▸ LIST OF TASKS
1) State whether each statement below agrees with the SQL subquery text. Answer yes or no for each, and quote the deciding words of the text. (a) The inner query in the ingredient-count example can be executed independently from the outer query. (b) EXISTS returns false when the subquery returns no rows. (c) In the ingredient-count example, the inner query is executed once for each row from the outer query.
2) Reproduce the SQL subquery text verbatim, starting at "FROM vendors v2" and ending at "madewith USING (itemid)".
3) Rewrite the paragraph of the SQL subquery text that begins "Look closely at the inner query" in a shorter form, keeping its main facts.

▸ DOCUMENT TEXT
=-=-=

Find the items that contain 3 or more ingredients
SELECT itemid, name
FROM items
WHERE (SELECT COUNT(*)
FROM madewith
WHERE madewith.itemid = items.itemid) >= 3;
Look closely at the inner query. It cannot be executed independently from the outer query because the WHERE clause references the items table from the outer query. Note that in the inner query we must use the table name from the outer query to qualify itemid. How does this execute? Because it’s a correlated subquery, the outer query fetches all the rows from the items table. For each row from the outer query, the inner query is executed to determine the number of ingredients for the particular itemid.
Find all of the vendors who referred two or more vendors
SELECT vendorid, companyname
FROM vendors v1
WHERE (SELECT COUNT(*)
FROM vendors v2
WHERE v2.referredby = v1.vendorid) >= 2;
EXISTS:
EXISTS is a conditional that determines if any rows exist in the result of a subquery. EXISTS returns true if <subquery> returns at least one row and false otherwise.
Find the meals containing an ingredient from the Milk food group
SELECT * FROM meals m
WHERE EXISTS (SELECT *
FROM partof p JOIN items USING (itemid) JOIN madewith USING (itemid)

=-=-=

(Records from a data source)
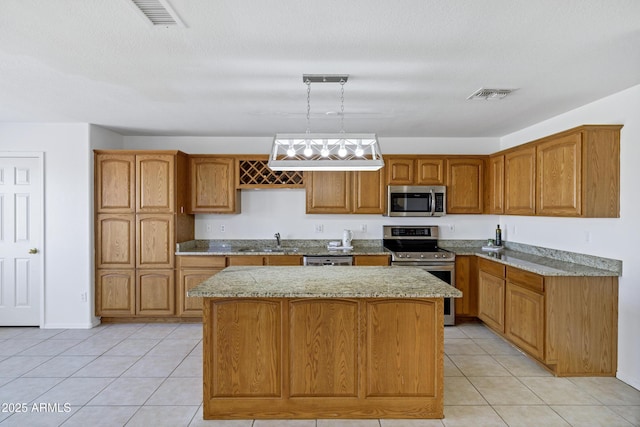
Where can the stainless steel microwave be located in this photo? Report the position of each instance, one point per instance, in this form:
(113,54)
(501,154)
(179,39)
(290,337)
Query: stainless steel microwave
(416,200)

=-=-=

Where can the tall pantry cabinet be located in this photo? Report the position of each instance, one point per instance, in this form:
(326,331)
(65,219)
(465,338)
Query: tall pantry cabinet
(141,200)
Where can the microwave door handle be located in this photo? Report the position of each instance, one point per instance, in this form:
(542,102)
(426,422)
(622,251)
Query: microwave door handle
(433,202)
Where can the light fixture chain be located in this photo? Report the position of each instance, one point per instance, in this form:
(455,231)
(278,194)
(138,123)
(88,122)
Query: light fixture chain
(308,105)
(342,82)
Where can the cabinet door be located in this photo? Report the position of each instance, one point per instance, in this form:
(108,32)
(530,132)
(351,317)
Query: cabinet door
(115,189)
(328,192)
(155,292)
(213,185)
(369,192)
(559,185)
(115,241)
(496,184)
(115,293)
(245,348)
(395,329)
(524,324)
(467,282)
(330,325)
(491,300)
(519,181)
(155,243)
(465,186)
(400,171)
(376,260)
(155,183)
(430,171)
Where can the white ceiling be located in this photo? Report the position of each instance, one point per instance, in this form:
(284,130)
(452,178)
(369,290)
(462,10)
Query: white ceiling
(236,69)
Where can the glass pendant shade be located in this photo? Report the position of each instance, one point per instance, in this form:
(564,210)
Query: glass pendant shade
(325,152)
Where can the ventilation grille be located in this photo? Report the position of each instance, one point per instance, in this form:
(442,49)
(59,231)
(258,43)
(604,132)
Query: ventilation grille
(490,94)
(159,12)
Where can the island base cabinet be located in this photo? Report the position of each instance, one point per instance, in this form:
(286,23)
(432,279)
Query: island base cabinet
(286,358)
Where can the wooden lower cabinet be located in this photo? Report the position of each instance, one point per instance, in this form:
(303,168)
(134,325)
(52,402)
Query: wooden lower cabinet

=-=-=

▸ RESPONSES FOR EACH TASK
1)
(a) No: "It cannot be executed independently from the outer query because the WHERE clause references the items table from the outer query."
(b) Yes: "EXISTS returns true if <subquery> returns at least one row and false otherwise."
(c) Yes: "For each row from the outer query, the inner query is executed to determine the number of ingredients for the particular itemid."

2)
FROM vendors v2
WHERE v2.referredby = v1.vendorid) >= 2;
EXISTS:
EXISTS is a conditional that determines if any rows exist in the result of a subquery. EXISTS returns true if <subquery> returns at least one row and false otherwise.
Find the meals containing an ingredient from the Milk food group
SELECT * FROM meals m
WHERE EXISTS (SELECT *
FROM partof p JOIN items USING (itemid) JOIN madewith USING (itemid)

3) The inner query cannot run on its own because its WHERE clause references the outer query's items table. For that reason, itemid in the inner query must be qualified with that table name. As a correlated subquery, it executes as follows: the outer query fetches every row from items, and for each of those rows the inner query runs to count the ingredients for that itemid.